— Assigned task —
Please repeat the entries exactly as they appear and omit any images.

— Saved entries —
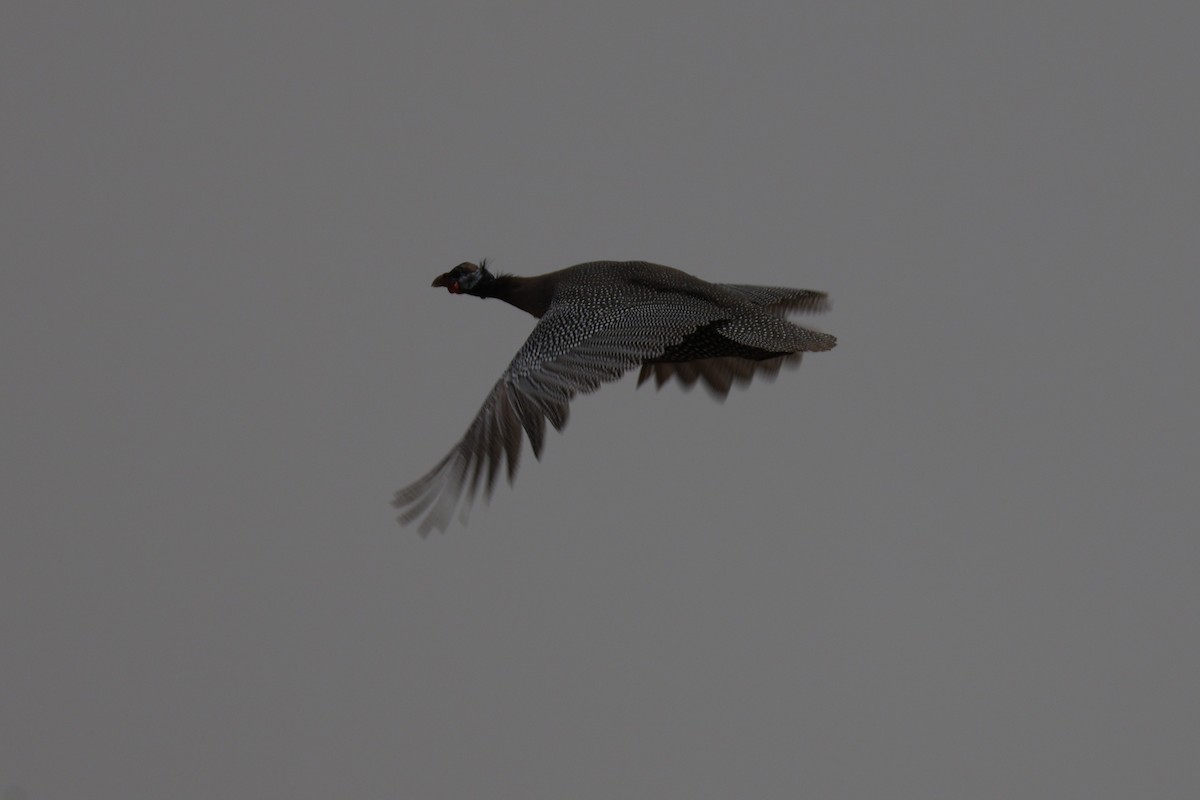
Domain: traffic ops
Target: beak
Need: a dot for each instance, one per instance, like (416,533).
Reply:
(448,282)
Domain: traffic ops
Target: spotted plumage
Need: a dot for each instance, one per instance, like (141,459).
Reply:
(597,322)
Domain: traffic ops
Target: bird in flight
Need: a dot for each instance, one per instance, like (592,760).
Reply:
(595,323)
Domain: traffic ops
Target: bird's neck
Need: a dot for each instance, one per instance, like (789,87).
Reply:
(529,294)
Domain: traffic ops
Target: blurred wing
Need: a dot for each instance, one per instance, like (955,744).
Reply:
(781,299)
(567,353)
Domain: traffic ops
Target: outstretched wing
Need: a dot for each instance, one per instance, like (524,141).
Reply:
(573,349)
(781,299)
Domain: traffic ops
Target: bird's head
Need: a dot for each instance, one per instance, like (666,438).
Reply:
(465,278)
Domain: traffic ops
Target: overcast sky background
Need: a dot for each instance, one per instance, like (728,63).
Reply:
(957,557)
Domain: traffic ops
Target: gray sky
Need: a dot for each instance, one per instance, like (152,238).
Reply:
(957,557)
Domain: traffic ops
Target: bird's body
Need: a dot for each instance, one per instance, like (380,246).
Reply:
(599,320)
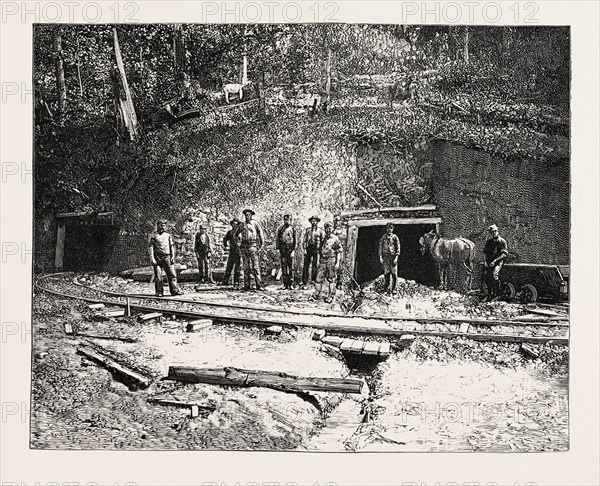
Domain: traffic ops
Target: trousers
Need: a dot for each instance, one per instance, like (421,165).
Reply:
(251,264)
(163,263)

— Expected output —
Domain: traffic ops
Target: beak
Need: a dot for each instance, one per instance, like (416,533).
Reply:
(448,282)
Domain: traffic ops
Target: spotted plumage
Need: a dot for each instance, one per instance, like (141,459).
Reply:
(597,322)
Domain: traffic ops
Target: bird in flight
Need: a dot for each instance, one per instance, like (592,760).
Reply:
(595,323)
Domain: traffic ops
Target: bird's neck
Need: a dot for each instance, one per instance, like (789,87).
Reply:
(529,294)
Domain: traffic ops
Target: blurred wing
Need: a dot for each instance, one per instance, like (955,744).
Reply:
(781,299)
(567,353)
Domain: traffic ops
Target: outstretched wing
Need: a dot for each instance, one per instance, like (524,141).
Reply:
(573,349)
(781,299)
Domain: traffic ops
Target: bird's head
Need: a dot for each instance, one per instance, like (666,438).
Reply:
(465,278)
Domain: traffic ops
Target: overcast sky background
Need: a dot for each instance, one per instance, like (728,63).
Reply:
(957,557)
Domain: traffic ops
Target: gray sky
Need: a dot for each instance, one per instance, like (152,238).
Reply:
(957,557)
Domain: traffic ops
Target: bird's body
Need: a dot for each instance, one per instance, like (380,246).
Reply:
(599,320)
Domain: traffic ops
Target: trousers
Need: a dot for each instance, one per instance, like (421,165).
Reply:
(251,264)
(163,263)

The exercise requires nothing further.